Document text →
•••

We all welcomed CSS3 when it was officially launched, and use the new options today. But one nice feature that CSS3 has and has not been explored to it’s full potential is the multiple backgrounds. This allows you to build up an image using smaller parts to create a more complex image. This feature allows you to have one single element instead of one for each image, it also means you don’t have to worry about z-indexing as it is automatic.

The logic is really simple to use, and it does not require anything very special. You simply need to add multiple background proprieties separated by commas. A good example would be:

div#main {
    background-image: url('bg1.png'), url('bg2.png'), url('bg3.png'), url('bg4.png'), url('bg5.png'), url('bg6.png'), url('bg7.png');
}

As you can see from the example above, we added 7 different background proprieties to the same div. But what if you want to position them differently? An example of how you can do that is shown below:

header#main {
    background-image: url('bg1.png'), url('bg2.png'), url('bg3.png'), url('bg4.png'), url('bg5.png'), url('bg6.png'), url('bg7.png');
    background-position: 50% 50%, 20% 10%, 60% 90%, 20% top, 85% 10%, left bottom, left top;
}

As you can see, the other background options are also added, but separated by commas. It could get a bit ugly if you want to use more backgrounds but if you keep your code clean and well written, you should be able to use them.

•••

(Items listed in a dataset)

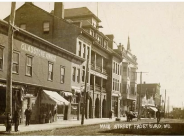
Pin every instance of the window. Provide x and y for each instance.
(83, 73)
(118, 86)
(46, 27)
(113, 84)
(92, 33)
(118, 69)
(78, 75)
(23, 26)
(132, 90)
(88, 52)
(50, 73)
(80, 48)
(114, 68)
(124, 71)
(15, 62)
(1, 58)
(29, 65)
(84, 51)
(124, 88)
(62, 74)
(74, 72)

•••

Exercises to complete →
(a) Rewrite every line of the dataset entries as a numbered list, omitting blank lines and excluding the picture placeholders.
(b) Continue the passage on CSS3 multiple backgrounds, beginning after its final sentence.
The passage on CSS3 multiple backgrounds has no connection to the dataset entries.

Answers by task →
(a)
1. Pin every instance of the window. Provide x and y for each instance.
2. (83, 73)
3. (118, 86)
4. (46, 27)
5. (113, 84)
6. (92, 33)
7. (118, 69)
8. (78, 75)
9. (23, 26)
10. (132, 90)
11. (88, 52)
12. (50, 73)
13. (80, 48)
14. (114, 68)
15. (124, 71)
16. (15, 62)
17. (1, 58)
18. (29, 65)
19. (84, 51)
20. (124, 88)
21. (62, 74)
22. (74, 72)

(b)
How about animate multiple background images

Well, that is quite easy as well. This can be done through CSS animation, and the proprieties you will be using there are the same as shown above. Let’s say for example that we want to animate each background image differently. A simple example for this would look like below so let’s start with the actual animation CSS keyframes:

@-webkit-keyframes move {
    0% { 
        background-position: 0 0, 0 0, 0 0, 0 0, 0 0, left bottom, left top;
    }        
    100% { 
        background-position: 80% 50%, 90% 10%, 10% 90%, 40% top, 45% 10%, left bottom, left top;
    }
}

@-moz-keyframes move {
    0% { 
        background-position: 0 0, 0 0, 0 0, 0 0, 0 0, left bottom, left top;
    }        
    100% { 
        background-position: 80% 50%, 90% 10%, 10% 90%, 40% top, 45% 10%, left bottom, left top;
    }
}

@keyframes move {
    0% { 
        background-position: 0 0, 0 0, 0 0, 0 0, 0 0, left bottom, left top;
    }        
    100% { 
        background-position: 80% 50%, 90% 10%, 10% 90%, 40% top, 45% 10%, left bottom, left top;
    }
}

As you can see from above, we will be animating the background positions of those background images. The move CSS animation will then be used on our main div that has all these backgrounds:

div#main {
    width: 100%;
    height: 300px;        
    overflow: hidden;
    position: relative;
    background-image: url('bg1.png'), url('bg2.png'), url('bg3.png'), url('bg4.png'), url('bg5.png'), url('bg6.png'), url('bg7.png');
    background-position: 80% 50%, 90% 10%, 10% 90%, 40% top, 45% 10%, left bottom, left top;
    background-repeat: no-repeat, no-repeat, no-repeat, no-repeat, no-repeat, repeat-x, repeat-x;            
            
    -webkit-animation: move 3s ease 1;
    -moz-animation: move 3s ease 1;
    animation: move 3s ease 1;
}

In conclusion

It’s quite easy now to create beautiful animations for your website and using CSS is always recommended. If you have any cool examples or want to share your example with us, just write us in the comments below.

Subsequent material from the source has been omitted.